EXTRACT PROVIDED Start Marker

Today's guest blogger is Ann Parker, author of the Silver Rush series. While you're reading this, I'll be lucky enough to be hearing her in person as she launches the third in the series: Leaden Skies.
If you see this in time, drive over to San Mateo, CA and join the party, July 7, 7 PM at M is for Mystery.
Here's Ann!
The Music in Words …
I’ll begin by saying that I’m not a musician. Well, I did play a few years of violin in grade school and then struggled a few more with the piano before throwing in the towel on musicianship. But music has always been a part of my life, from the very beginning, and has managed to find its way into my writing as well.
Both my parents were accomplished pianists; from my earliest days music always floated through our home, whether it was my mother at one or another of the pianos or one of the many many classical LPs (for those of you under a certain age, LP = “long play record albums” http://en.wikipedia.org/wiki/LP_album). I can remember lying under the grand piano while my mother played Chopin (pieces which, I now realize, are pretty darn difficult to play). When I drive, I have my radio tuned to the local classical station. When I write—whether it’s fiction or the work-a-day writing I do for clients—I’m plugged into one or another of the streaming classical stations, with earbud-surround-sound.

EXTRACT PROVIDED End Marker
DATA SUPPLIED Start Marker

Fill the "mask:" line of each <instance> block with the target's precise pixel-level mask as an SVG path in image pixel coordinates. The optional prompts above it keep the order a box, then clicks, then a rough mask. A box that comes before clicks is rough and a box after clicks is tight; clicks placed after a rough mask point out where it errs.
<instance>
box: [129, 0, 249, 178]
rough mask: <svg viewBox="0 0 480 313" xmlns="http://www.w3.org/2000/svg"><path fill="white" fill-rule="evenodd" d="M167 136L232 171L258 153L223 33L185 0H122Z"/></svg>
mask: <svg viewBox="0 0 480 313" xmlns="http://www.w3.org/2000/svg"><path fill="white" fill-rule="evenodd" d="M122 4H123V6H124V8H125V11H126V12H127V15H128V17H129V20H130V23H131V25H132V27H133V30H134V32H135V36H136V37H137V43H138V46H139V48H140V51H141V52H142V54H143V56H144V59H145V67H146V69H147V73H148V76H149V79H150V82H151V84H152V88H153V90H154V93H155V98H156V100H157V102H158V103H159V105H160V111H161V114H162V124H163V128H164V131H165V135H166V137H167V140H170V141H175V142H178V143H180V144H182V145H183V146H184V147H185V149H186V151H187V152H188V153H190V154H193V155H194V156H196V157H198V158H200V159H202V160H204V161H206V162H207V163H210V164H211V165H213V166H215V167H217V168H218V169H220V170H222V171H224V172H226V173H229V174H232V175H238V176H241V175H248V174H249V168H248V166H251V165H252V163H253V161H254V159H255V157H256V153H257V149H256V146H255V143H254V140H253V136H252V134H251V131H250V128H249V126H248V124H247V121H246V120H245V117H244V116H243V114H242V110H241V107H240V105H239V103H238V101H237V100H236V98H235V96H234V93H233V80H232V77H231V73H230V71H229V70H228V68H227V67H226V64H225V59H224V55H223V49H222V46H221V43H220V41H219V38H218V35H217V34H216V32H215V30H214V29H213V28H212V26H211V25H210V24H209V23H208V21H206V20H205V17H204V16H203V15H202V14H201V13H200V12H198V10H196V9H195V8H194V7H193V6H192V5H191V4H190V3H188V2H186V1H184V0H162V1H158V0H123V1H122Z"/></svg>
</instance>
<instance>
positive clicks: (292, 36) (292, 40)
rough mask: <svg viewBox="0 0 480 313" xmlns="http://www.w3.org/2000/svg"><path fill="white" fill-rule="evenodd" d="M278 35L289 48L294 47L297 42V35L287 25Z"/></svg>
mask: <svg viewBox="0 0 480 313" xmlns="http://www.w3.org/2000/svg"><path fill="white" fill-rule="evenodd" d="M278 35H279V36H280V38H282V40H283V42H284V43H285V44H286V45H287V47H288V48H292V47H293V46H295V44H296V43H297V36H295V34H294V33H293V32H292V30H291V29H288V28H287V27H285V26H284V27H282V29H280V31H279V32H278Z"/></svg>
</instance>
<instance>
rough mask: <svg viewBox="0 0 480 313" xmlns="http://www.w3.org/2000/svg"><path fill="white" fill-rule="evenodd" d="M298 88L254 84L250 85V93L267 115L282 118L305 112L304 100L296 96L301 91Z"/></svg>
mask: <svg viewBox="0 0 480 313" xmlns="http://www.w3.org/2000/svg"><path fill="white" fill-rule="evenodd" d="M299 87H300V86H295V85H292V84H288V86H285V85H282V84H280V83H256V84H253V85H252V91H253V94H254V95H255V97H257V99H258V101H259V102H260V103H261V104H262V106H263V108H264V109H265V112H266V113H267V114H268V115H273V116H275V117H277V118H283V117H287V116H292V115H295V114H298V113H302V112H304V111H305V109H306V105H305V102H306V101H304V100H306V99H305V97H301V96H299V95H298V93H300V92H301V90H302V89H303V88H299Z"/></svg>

DATA SUPPLIED End Marker

SET OF TASKS:
(A) In the blog post on music in words, why does the author explain what "LP" stands for?
(B) Please write out the records, covering the stretch from their start through the line that contains "136L232 171L258 153L223".

ANSWERS TO THE EXERCISES:
(A) She spells out that LP means "long play record albums" for readers under a certain age, who might not recognize the term.

(B)
Fill the "mask:" line of each <instance> block with the target's precise pixel-level mask as an SVG path in image pixel coordinates. The optional prompts above it keep the order a box, then clicks, then a rough mask. A box that comes before clicks is rough and a box after clicks is tight; clicks placed after a rough mask point out where it errs.
<instance>
box: [129, 0, 249, 178]
rough mask: <svg viewBox="0 0 480 313" xmlns="http://www.w3.org/2000/svg"><path fill="white" fill-rule="evenodd" d="M167 136L232 171L258 153L223 33L185 0H122Z"/></svg>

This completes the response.